* Stored dataset items
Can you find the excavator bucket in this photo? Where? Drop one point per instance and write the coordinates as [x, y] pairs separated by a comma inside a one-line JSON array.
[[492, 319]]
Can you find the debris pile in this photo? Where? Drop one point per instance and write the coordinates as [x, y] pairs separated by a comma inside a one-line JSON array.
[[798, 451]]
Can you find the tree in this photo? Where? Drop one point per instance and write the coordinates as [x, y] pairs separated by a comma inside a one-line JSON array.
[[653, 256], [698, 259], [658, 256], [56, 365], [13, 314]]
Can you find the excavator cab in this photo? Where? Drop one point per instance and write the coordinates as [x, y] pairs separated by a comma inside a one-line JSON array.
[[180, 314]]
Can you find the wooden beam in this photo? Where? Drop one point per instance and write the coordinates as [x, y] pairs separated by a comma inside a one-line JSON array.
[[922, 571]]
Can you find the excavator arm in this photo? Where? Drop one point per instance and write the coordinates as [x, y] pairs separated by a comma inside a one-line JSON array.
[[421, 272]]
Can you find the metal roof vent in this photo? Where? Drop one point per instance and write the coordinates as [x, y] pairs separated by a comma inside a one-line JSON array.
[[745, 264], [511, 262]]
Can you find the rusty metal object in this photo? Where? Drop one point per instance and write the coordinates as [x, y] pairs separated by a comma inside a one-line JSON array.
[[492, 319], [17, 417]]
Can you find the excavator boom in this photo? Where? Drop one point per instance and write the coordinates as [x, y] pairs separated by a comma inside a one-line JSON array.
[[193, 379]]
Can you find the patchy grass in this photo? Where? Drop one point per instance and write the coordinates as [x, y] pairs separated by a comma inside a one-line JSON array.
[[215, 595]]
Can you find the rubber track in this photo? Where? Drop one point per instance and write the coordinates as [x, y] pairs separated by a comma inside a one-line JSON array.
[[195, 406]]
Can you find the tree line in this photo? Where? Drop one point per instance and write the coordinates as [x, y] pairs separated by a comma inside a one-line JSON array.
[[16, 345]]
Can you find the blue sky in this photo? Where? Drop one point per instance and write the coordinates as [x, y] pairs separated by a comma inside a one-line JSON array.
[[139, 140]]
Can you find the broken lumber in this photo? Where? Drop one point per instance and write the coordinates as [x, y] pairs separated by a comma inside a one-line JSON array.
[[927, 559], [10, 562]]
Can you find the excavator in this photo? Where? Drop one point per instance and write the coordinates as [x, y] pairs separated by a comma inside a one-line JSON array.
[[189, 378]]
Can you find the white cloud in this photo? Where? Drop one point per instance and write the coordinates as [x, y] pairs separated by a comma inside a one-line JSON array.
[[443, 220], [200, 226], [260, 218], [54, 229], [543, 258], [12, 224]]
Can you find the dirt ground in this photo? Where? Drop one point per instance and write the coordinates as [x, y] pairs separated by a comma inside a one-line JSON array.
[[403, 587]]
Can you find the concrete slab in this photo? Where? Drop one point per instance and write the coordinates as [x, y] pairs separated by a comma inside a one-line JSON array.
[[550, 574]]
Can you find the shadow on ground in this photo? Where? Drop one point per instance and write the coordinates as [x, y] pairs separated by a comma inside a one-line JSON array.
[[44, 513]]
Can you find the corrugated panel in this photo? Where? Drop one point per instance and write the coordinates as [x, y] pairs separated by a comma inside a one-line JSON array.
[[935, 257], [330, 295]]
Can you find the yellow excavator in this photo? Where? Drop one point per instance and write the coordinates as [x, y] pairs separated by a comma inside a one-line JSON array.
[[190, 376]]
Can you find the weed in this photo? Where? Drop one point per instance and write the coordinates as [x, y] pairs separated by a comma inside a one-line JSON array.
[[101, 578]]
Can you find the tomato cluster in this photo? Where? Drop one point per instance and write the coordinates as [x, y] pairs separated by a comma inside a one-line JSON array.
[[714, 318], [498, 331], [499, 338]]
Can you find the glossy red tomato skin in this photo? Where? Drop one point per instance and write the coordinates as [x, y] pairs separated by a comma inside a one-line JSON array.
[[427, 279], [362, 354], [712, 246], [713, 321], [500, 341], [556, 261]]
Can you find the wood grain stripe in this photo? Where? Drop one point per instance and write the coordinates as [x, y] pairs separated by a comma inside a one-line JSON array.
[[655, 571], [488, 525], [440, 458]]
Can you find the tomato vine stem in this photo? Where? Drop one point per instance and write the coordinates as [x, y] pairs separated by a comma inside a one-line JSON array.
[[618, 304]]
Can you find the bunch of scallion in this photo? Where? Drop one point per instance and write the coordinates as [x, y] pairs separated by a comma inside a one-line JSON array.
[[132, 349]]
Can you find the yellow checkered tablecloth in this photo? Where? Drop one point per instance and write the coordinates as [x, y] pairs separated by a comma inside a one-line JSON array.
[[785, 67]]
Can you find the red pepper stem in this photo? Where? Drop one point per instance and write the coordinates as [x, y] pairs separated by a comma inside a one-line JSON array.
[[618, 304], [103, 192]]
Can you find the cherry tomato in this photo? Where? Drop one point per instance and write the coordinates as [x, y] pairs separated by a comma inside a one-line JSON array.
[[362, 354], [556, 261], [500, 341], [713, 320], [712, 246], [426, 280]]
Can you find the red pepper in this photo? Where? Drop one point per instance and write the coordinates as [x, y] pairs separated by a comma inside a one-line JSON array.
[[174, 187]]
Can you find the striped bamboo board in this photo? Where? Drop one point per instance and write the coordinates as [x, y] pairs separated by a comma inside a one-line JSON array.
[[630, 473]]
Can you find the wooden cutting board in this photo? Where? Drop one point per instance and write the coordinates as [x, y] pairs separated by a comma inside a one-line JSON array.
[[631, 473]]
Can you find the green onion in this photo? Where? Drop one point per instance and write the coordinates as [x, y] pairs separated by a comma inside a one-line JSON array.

* WHAT NEEDS TO BE DONE
What is needed is an exact copy of all the records.

* SOLUTION FOR THIS EXERCISE
Can you find the excavator bucket in this photo? Where? Drop one point per instance and write the coordinates as [x, y] pairs separated by a comma inside a one-line JSON array.
[[492, 319]]
Can you find the debris pile in this photo? Where? Drop one point per instance and write the coordinates as [x, y] pairs separated by a comma inside a one-line JSON array.
[[798, 451]]
Can you find the tree in this photo? Where? Drop one point per instance and write the coordinates as [x, y] pairs separated by a comma inside a one-line JSON array.
[[653, 256], [698, 259], [658, 256], [56, 365], [13, 314]]
Can you find the excavator cab in this photo? Where? Drop one point per instance and write the coordinates as [x, y] pairs separated by a comma inside a one-line JSON array.
[[180, 314]]
Can you find the wooden beam in this photo? Where? Drop one point per instance and write the coordinates as [x, y] pairs separated by a comma inside a one-line JSON array.
[[922, 571]]
Can you find the excavator arm in this photo? Where? Drop one point per instance and write the coordinates as [x, y] pairs separated by a comma inside a one-line JSON array.
[[421, 272]]
Can you find the metal roof vent in this photo? Where? Drop one point per instance and write the coordinates as [x, y] pairs separated by a comma inside a one-line JSON array.
[[745, 264], [511, 262]]
Can you find the rusty metal object in this photo? Where? Drop one point per instance and write the coordinates as [x, y] pairs separated by a comma inside a one-line JSON array.
[[492, 319], [17, 417]]
Can you find the excavator boom in this photo? Where? Drop one point per instance and write the coordinates as [x, y] pairs separated by a comma inside a one-line JSON array.
[[193, 379]]
Can you find the patchy grass in this photo? Where? Drop one point per instance and write the coordinates as [x, y] pairs separated by a comma inside a one-line JSON array.
[[215, 595]]
Can you find the rubber track in this photo? Where? Drop one point per instance and write the coordinates as [x, y] pairs separated by a comma inside a one-line JSON array.
[[195, 406]]
Can you find the tree line in this photo? Where? Drop one point per instance and write the coordinates as [x, y] pairs separated by a comma inside a one-line JSON array.
[[16, 345]]
Can you find the blue sky in this photo? Where? Drop one point per instance and write the coordinates as [x, y] pairs separated by a comma inside a one-line JSON array.
[[139, 140]]
Can you find the broken lumber in this photo? Where? Drop one point per instance and write the coordinates as [x, y] pairs separated by a comma inside a one-line JSON array.
[[927, 559], [10, 562]]
Can you find the excavator in this photo? Where? Drop one point per instance and write the coordinates as [x, y] pairs separated by a comma inside a one-line JSON array.
[[189, 378]]
Can you find the white cloud in this photo? Where? Drop one point per instance and write the coordinates as [x, y] pairs separated by a comma inside a one-line JSON array.
[[443, 220], [200, 226], [260, 218], [54, 229], [543, 258], [12, 224]]
Can you find the dirt ground in this photo? Where? Drop one point per instance and write the coordinates as [x, y] pairs separated by a comma inside a one-line JSON array.
[[403, 587]]
Can you find the concrete slab in this photo? Where? Drop one point per instance and write the coordinates as [x, y] pairs separated by a comma inside a one-line JSON array.
[[550, 574]]
Can you find the shadow on ground in this photo? Where? Drop one point per instance and write the coordinates as [x, y] pairs separated by a comma inside a one-line JSON array.
[[44, 513]]
Can you find the corrugated panel in this photo? Where? Drop one point per instance and write the coordinates as [x, y] pairs separated by a comma inside a one-line JSON array.
[[935, 257], [330, 295]]
Can you find the yellow excavator in this photo? Where? Drop one point per instance and write the coordinates as [x, y] pairs separated by a comma inside a one-line JSON array.
[[190, 376]]
Can you find the weed in this photo? Where? Drop one point per instance and write the coordinates as [x, y] pairs separated by a comma inside a one-line JSON array.
[[101, 578]]
Can you find the tomato cluster in this photo? Where? Drop one point per instance and write the coordinates as [x, y] pairs separated by a comma inside a one-line JSON array.
[[714, 318], [498, 331], [499, 338]]
Can you find the glossy red tomato skin in this photo? Where? Drop one point per instance and write the coordinates as [x, y] pairs separated by a comma inside a one-line JSON array.
[[427, 279], [362, 354], [712, 246], [713, 321], [500, 341], [556, 261]]
Can you find the wood grain stripe in this photo? Where? Drop one point per instance and write the coordinates as [x, y] pairs separated by a comma inside a one-line JSON array.
[[655, 571], [488, 525], [440, 458]]
Can you find the tomato vine stem in this photo? Where? Drop one point per instance and write the coordinates as [x, y] pairs separated by a comma inside a one-line JSON array.
[[618, 304]]
Can you find the bunch of scallion in this photo? Where? Drop one point per instance and write the coordinates as [x, y] pairs separated by a comma inside a one-line JSON array.
[[132, 349]]
Can you find the yellow checkered tablecloth in this photo? Where? Drop one point per instance and write the coordinates as [x, y] pairs separated by a comma inside a one-line JSON array.
[[785, 67]]
Can you find the red pepper stem in this photo? Where? Drop one point per instance and write the coordinates as [x, y] pairs separated by a comma inside a one-line JSON array.
[[618, 304], [103, 192]]
Can you find the cherry tomato in this photo? Where? Drop one point per instance and write the coordinates as [x, y] pairs separated by a comma inside a one-line JSON array.
[[362, 354], [556, 261], [500, 341], [713, 320], [712, 246], [426, 280]]
Can you find the red pepper in this photo? Where? Drop one point per instance and write the coordinates as [x, y] pairs separated by a comma inside a one-line JSON array.
[[174, 187]]
Can you find the striped bamboo board in this photo? Where? Drop one point per instance and write the coordinates as [x, y] pairs separated by a comma inside a one-line JSON array.
[[630, 473]]
Can you find the wooden cutting board in this photo? Where? Drop one point per instance and write the coordinates as [x, y] pairs separated by a comma inside a one-line JSON array.
[[631, 473]]
Can you find the green onion in this photo? Where? Drop one point per instance and write the coordinates as [x, y] pairs separated by a comma inside a one-line JSON array.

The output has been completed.